*Goal*. Copy out every line of the items below that contains the string "segment".

*Entries supplied*.
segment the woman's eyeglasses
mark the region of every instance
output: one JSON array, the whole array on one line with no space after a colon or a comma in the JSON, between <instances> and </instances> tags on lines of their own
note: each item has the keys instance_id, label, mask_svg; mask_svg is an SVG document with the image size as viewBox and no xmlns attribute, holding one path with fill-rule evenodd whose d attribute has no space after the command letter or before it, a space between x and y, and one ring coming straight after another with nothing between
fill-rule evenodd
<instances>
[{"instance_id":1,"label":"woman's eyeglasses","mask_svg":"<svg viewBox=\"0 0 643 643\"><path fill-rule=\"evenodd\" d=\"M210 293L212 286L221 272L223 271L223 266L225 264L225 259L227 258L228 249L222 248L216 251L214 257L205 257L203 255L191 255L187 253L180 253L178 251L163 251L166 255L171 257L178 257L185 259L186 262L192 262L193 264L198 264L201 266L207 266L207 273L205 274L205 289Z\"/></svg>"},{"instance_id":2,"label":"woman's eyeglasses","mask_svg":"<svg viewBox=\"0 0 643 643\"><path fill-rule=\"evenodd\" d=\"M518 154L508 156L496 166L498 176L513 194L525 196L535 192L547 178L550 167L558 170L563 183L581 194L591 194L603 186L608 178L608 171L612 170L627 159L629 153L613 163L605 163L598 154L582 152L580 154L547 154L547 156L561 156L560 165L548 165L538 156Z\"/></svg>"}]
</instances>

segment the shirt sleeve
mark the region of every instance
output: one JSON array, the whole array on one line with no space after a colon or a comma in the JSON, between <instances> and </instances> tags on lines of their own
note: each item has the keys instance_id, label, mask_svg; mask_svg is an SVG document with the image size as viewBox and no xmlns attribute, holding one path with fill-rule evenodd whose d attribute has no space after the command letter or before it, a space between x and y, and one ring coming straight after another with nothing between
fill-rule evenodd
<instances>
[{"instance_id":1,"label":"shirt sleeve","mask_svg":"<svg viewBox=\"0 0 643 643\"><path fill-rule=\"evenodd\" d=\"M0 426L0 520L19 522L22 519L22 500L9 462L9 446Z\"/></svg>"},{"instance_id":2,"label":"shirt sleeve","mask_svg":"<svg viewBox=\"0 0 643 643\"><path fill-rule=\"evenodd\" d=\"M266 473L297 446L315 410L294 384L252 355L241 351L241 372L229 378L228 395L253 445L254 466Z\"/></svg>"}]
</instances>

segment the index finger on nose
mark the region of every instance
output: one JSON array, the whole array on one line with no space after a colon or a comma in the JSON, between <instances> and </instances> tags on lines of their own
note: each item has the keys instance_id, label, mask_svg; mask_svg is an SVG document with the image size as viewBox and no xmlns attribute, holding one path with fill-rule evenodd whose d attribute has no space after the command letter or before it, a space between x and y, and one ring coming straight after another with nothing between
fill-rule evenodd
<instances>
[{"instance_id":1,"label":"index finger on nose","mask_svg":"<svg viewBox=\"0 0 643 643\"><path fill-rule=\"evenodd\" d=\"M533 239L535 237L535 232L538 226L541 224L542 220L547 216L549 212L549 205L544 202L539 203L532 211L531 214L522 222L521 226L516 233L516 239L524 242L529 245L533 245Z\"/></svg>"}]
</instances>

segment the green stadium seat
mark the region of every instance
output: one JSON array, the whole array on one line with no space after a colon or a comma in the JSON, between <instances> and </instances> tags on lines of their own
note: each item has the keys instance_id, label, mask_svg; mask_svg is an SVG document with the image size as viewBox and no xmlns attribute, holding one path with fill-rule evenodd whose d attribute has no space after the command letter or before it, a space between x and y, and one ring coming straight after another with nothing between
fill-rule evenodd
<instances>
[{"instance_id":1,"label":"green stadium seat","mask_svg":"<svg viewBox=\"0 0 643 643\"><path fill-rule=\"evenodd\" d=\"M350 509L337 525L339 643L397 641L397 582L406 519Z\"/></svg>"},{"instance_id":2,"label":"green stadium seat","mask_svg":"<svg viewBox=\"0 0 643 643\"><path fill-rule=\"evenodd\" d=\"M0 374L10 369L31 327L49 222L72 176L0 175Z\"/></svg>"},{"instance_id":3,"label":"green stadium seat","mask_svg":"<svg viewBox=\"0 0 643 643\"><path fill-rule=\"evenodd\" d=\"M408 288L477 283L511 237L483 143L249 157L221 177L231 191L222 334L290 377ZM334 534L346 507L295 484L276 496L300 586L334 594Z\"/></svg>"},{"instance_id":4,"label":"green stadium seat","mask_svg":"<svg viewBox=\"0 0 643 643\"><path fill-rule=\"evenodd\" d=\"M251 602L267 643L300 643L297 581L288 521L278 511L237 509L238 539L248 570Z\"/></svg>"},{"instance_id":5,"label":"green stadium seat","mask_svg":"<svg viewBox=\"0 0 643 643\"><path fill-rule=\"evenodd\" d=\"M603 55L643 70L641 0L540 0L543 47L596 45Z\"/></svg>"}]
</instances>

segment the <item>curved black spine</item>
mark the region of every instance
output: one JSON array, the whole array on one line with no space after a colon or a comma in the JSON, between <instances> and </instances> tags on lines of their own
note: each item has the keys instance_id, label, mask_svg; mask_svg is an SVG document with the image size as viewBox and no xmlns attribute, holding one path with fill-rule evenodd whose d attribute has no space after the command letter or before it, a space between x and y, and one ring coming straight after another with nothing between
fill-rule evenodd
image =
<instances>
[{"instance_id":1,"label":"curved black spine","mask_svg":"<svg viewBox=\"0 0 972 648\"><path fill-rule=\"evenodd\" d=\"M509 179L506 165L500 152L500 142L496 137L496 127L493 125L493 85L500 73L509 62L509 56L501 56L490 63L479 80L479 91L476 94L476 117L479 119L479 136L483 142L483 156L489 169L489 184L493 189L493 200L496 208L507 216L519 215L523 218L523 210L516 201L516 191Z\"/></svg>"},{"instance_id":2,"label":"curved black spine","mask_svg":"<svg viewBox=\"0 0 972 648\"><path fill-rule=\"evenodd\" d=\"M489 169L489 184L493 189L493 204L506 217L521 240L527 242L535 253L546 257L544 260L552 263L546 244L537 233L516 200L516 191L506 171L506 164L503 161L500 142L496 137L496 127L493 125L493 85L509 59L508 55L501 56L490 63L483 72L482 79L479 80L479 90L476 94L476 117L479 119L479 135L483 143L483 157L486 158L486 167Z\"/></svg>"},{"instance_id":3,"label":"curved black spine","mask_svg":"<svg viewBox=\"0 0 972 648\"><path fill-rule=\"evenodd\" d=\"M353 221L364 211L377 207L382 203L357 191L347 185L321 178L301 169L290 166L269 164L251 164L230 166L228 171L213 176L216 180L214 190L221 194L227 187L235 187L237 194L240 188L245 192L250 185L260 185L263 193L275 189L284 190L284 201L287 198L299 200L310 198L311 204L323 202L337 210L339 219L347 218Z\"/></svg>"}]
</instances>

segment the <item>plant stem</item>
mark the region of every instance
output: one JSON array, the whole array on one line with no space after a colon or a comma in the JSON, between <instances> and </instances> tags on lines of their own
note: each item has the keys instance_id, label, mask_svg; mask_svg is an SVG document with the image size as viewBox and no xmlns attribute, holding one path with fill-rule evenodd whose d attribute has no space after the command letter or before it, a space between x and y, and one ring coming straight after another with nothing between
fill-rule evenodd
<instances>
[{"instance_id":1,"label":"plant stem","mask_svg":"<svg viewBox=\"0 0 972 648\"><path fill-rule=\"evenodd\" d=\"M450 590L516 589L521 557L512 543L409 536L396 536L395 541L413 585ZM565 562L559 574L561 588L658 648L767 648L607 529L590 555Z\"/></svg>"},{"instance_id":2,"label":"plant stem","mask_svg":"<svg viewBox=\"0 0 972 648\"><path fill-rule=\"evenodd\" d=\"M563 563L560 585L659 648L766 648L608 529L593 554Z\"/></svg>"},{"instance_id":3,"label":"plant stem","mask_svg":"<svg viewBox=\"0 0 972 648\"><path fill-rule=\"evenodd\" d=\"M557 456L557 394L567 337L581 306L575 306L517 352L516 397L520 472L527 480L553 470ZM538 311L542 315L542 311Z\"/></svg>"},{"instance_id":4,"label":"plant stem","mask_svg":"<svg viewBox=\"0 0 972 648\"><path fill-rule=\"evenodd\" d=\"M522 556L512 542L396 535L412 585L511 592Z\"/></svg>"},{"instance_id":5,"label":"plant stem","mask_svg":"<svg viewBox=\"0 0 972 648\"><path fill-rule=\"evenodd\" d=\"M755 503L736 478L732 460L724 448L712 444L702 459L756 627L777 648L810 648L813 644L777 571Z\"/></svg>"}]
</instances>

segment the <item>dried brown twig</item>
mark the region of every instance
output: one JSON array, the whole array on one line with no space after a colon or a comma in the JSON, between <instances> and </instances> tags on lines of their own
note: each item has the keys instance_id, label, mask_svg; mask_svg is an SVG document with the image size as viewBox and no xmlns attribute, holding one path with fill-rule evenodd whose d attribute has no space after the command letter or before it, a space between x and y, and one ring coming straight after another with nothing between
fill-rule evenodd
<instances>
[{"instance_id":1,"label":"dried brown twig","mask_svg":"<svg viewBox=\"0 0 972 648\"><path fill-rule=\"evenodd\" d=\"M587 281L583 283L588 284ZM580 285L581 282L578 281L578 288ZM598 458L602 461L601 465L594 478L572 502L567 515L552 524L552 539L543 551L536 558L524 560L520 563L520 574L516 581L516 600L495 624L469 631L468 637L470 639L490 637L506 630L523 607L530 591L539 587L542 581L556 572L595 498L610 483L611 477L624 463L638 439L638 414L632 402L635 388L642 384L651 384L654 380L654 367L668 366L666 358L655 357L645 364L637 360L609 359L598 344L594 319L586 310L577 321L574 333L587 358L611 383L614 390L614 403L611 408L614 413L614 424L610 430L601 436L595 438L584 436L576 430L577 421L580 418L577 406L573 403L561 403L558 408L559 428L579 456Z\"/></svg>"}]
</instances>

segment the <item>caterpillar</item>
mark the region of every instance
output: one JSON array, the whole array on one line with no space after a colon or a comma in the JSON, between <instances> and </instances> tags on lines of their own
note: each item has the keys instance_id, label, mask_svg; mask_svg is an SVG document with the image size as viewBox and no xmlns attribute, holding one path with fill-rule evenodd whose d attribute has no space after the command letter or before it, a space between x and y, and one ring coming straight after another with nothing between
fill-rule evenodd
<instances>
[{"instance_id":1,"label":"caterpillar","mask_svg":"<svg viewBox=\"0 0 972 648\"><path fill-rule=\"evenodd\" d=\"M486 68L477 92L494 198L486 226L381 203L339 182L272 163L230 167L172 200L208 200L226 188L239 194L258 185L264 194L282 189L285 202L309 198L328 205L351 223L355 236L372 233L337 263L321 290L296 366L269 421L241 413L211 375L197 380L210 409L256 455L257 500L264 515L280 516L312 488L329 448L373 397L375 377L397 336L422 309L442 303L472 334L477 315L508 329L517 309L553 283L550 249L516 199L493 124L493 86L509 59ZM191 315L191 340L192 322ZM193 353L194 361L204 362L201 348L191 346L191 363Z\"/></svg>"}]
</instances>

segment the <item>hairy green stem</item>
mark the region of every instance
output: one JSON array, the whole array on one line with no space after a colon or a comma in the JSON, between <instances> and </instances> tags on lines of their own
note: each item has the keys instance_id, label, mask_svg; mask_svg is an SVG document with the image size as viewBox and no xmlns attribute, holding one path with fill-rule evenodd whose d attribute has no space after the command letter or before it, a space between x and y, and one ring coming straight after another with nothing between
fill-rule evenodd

*Expected answer*.
segment the woman's eyeglasses
segment the shirt sleeve
segment the index finger on nose
segment the green stadium seat
segment the <item>curved black spine</item>
segment the <item>plant stem</item>
segment the <item>dried brown twig</item>
segment the <item>caterpillar</item>
segment the <item>hairy green stem</item>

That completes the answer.